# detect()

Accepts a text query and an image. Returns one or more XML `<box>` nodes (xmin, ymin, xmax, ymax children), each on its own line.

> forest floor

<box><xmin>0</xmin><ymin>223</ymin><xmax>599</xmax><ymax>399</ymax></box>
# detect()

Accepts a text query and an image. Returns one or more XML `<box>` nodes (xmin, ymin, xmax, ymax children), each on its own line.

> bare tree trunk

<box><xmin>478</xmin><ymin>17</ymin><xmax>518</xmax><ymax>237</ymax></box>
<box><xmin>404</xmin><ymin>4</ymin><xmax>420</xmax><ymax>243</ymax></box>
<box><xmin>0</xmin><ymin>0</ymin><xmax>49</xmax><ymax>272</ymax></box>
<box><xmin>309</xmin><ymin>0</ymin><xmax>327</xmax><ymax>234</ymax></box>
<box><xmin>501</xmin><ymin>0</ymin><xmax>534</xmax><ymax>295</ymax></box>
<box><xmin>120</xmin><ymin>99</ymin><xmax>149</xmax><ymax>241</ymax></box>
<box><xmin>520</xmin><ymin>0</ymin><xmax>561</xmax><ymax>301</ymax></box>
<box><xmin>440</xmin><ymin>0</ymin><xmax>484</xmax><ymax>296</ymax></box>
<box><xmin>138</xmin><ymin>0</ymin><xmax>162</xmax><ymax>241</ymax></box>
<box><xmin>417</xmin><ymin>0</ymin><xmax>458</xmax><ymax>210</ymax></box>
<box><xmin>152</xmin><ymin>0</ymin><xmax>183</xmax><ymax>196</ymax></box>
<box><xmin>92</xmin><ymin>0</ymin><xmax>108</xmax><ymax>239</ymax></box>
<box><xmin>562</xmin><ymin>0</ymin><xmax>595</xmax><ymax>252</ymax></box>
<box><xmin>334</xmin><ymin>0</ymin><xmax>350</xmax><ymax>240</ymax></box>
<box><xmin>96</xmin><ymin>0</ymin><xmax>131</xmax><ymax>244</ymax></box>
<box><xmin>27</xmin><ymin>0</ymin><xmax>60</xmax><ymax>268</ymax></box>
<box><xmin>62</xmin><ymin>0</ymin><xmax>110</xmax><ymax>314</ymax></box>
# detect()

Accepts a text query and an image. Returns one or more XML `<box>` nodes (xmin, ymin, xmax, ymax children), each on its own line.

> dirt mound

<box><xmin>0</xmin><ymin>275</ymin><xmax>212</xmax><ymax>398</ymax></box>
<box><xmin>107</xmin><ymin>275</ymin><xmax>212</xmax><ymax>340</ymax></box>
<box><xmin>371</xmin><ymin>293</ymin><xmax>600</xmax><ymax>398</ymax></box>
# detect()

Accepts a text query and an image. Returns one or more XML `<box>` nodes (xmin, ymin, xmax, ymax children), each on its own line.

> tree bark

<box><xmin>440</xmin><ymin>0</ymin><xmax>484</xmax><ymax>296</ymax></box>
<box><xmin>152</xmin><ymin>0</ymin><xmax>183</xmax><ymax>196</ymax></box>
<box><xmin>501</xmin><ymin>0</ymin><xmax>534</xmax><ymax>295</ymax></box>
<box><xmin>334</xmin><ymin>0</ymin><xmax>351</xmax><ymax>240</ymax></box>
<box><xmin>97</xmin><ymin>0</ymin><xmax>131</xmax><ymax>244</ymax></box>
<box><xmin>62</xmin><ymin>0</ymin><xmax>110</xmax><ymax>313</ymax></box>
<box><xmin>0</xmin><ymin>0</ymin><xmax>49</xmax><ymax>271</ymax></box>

Work required: Retype the material exactly.

Answer box:
# detect()

Accepts a text query and an image. Returns one or more XML `<box>` nodes (xmin, ymin, xmax, ymax children), each on its own line.

> forest floor

<box><xmin>0</xmin><ymin>223</ymin><xmax>599</xmax><ymax>399</ymax></box>
# detect()

Accepts a text query and an image. Returns one or more XML `<box>` nodes (xmin, ymin, xmax, ymax children), each on its own line.

> bare tree trunk

<box><xmin>478</xmin><ymin>17</ymin><xmax>518</xmax><ymax>237</ymax></box>
<box><xmin>404</xmin><ymin>4</ymin><xmax>420</xmax><ymax>243</ymax></box>
<box><xmin>0</xmin><ymin>0</ymin><xmax>49</xmax><ymax>272</ymax></box>
<box><xmin>309</xmin><ymin>0</ymin><xmax>327</xmax><ymax>234</ymax></box>
<box><xmin>501</xmin><ymin>0</ymin><xmax>534</xmax><ymax>295</ymax></box>
<box><xmin>120</xmin><ymin>99</ymin><xmax>149</xmax><ymax>241</ymax></box>
<box><xmin>520</xmin><ymin>0</ymin><xmax>561</xmax><ymax>301</ymax></box>
<box><xmin>440</xmin><ymin>0</ymin><xmax>484</xmax><ymax>296</ymax></box>
<box><xmin>138</xmin><ymin>0</ymin><xmax>162</xmax><ymax>241</ymax></box>
<box><xmin>417</xmin><ymin>0</ymin><xmax>458</xmax><ymax>210</ymax></box>
<box><xmin>152</xmin><ymin>0</ymin><xmax>183</xmax><ymax>196</ymax></box>
<box><xmin>92</xmin><ymin>0</ymin><xmax>108</xmax><ymax>239</ymax></box>
<box><xmin>562</xmin><ymin>0</ymin><xmax>595</xmax><ymax>252</ymax></box>
<box><xmin>334</xmin><ymin>0</ymin><xmax>350</xmax><ymax>240</ymax></box>
<box><xmin>96</xmin><ymin>0</ymin><xmax>131</xmax><ymax>244</ymax></box>
<box><xmin>27</xmin><ymin>0</ymin><xmax>60</xmax><ymax>268</ymax></box>
<box><xmin>62</xmin><ymin>0</ymin><xmax>110</xmax><ymax>314</ymax></box>
# detect()

Accepts a text query and an image. Returns one or more XML `<box>` nodes (xmin, ymin, xmax, ymax children), each on its own line.

> dirt mound

<box><xmin>0</xmin><ymin>275</ymin><xmax>212</xmax><ymax>398</ymax></box>
<box><xmin>107</xmin><ymin>275</ymin><xmax>212</xmax><ymax>340</ymax></box>
<box><xmin>371</xmin><ymin>293</ymin><xmax>600</xmax><ymax>398</ymax></box>
# detect()

Accepts a text query and an image. Returns one or more XML `<box>` nodes (xmin, ymin, xmax, ymax children), each on its own line.

> tree bark

<box><xmin>440</xmin><ymin>0</ymin><xmax>484</xmax><ymax>296</ymax></box>
<box><xmin>152</xmin><ymin>0</ymin><xmax>183</xmax><ymax>196</ymax></box>
<box><xmin>501</xmin><ymin>0</ymin><xmax>534</xmax><ymax>295</ymax></box>
<box><xmin>334</xmin><ymin>0</ymin><xmax>351</xmax><ymax>240</ymax></box>
<box><xmin>97</xmin><ymin>0</ymin><xmax>131</xmax><ymax>244</ymax></box>
<box><xmin>62</xmin><ymin>0</ymin><xmax>110</xmax><ymax>313</ymax></box>
<box><xmin>0</xmin><ymin>0</ymin><xmax>49</xmax><ymax>271</ymax></box>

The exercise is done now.